++++ STORED DATA ++++

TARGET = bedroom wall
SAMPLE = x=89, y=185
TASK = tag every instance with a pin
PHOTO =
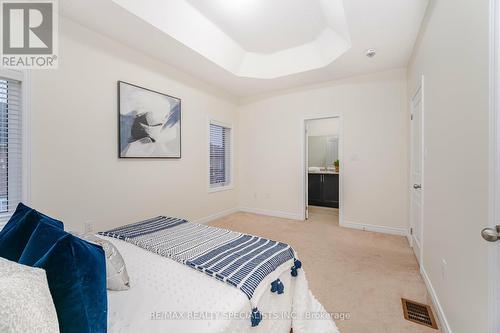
x=76, y=175
x=453, y=55
x=375, y=149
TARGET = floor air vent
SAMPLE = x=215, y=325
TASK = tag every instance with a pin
x=418, y=313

++++

Only the pictures are to be left out; restate everything else in the listing word for word.

TARGET = bedroom wall
SAMPLE = x=89, y=185
TASK = tag every instance with a pin
PHOTO =
x=76, y=175
x=453, y=55
x=375, y=149
TARGET = floor air vent
SAMPLE = x=215, y=325
TASK = tag every instance with a pin
x=418, y=313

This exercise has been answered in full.